Material shown:
....................

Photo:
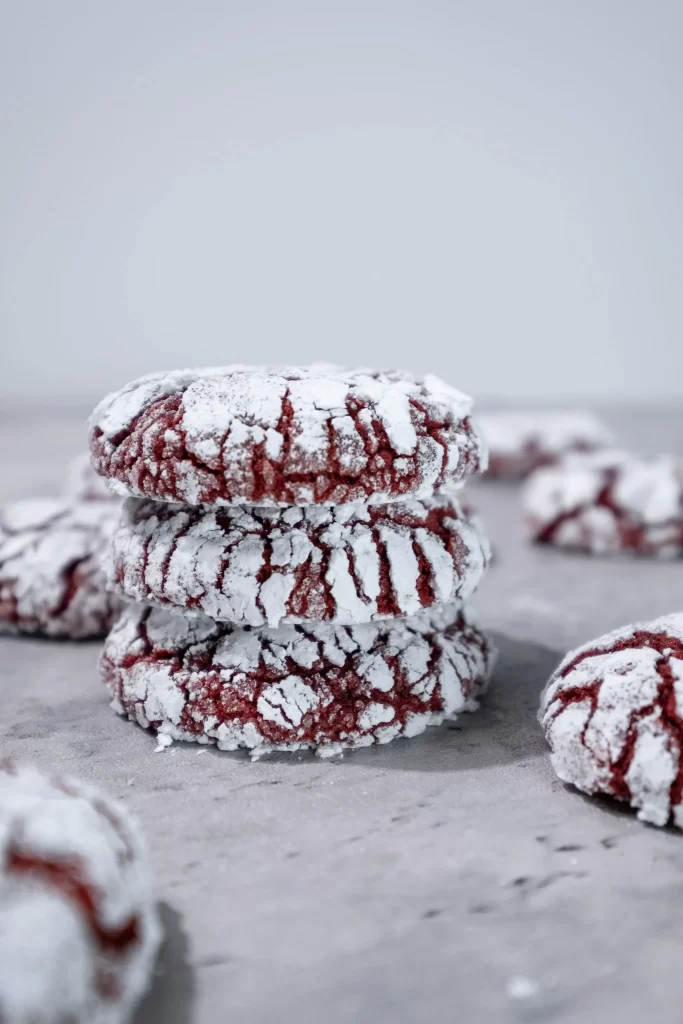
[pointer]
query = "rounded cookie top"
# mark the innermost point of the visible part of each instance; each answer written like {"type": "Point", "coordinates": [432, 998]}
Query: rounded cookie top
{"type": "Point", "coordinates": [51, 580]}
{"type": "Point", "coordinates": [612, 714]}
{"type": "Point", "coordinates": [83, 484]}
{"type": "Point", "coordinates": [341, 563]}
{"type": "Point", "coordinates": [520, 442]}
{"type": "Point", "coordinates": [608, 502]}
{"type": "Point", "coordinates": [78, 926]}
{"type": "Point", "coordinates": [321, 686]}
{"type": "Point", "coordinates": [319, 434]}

....................

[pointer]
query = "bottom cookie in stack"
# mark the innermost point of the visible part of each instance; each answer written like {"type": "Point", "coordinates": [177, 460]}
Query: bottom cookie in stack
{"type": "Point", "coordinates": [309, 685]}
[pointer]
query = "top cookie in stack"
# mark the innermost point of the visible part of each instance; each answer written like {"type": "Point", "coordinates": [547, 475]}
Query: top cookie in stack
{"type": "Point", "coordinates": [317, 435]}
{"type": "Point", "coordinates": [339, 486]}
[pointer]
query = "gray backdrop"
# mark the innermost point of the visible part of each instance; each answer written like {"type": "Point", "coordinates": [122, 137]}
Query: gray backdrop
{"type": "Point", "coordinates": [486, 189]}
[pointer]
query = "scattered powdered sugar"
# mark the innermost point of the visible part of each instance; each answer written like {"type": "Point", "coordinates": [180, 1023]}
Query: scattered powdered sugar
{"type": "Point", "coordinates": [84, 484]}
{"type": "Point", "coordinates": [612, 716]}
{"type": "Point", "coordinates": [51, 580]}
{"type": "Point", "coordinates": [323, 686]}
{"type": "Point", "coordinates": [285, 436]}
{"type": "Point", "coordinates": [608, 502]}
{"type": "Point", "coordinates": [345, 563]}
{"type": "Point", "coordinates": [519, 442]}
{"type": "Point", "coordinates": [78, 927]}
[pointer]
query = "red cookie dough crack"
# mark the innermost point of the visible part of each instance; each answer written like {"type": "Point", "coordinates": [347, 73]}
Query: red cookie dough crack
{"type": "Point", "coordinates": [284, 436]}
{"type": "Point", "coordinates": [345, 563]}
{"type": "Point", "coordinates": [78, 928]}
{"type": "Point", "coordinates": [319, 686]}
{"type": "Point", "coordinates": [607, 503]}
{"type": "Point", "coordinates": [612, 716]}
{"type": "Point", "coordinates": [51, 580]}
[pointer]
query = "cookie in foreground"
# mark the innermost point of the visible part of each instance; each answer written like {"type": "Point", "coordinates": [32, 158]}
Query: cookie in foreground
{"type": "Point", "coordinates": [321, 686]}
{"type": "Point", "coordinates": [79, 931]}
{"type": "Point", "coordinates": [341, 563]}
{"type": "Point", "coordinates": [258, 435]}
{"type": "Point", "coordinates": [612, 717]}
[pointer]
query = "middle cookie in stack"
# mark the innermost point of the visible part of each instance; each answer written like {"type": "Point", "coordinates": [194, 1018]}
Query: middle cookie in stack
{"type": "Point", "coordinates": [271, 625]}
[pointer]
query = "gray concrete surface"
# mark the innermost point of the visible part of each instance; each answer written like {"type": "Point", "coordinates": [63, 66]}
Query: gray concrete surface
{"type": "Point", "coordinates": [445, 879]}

....................

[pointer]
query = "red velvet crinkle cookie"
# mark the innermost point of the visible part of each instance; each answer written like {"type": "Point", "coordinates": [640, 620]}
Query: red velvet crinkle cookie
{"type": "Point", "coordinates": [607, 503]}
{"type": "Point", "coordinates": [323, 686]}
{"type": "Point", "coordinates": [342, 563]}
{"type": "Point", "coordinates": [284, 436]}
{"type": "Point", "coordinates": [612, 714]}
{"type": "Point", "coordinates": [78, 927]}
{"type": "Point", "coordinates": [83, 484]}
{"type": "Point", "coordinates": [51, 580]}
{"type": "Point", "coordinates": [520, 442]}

....................

What the exercise asks: Collect every line from the rows above that contains the string "stack", and copy each one unchanged.

Written reply:
query = "bottom cookie in stack"
Query: bottom cookie in stack
query = "top cookie in stack"
Query: top cookie in stack
query = "middle cookie in stack"
Query: middle cookie in stack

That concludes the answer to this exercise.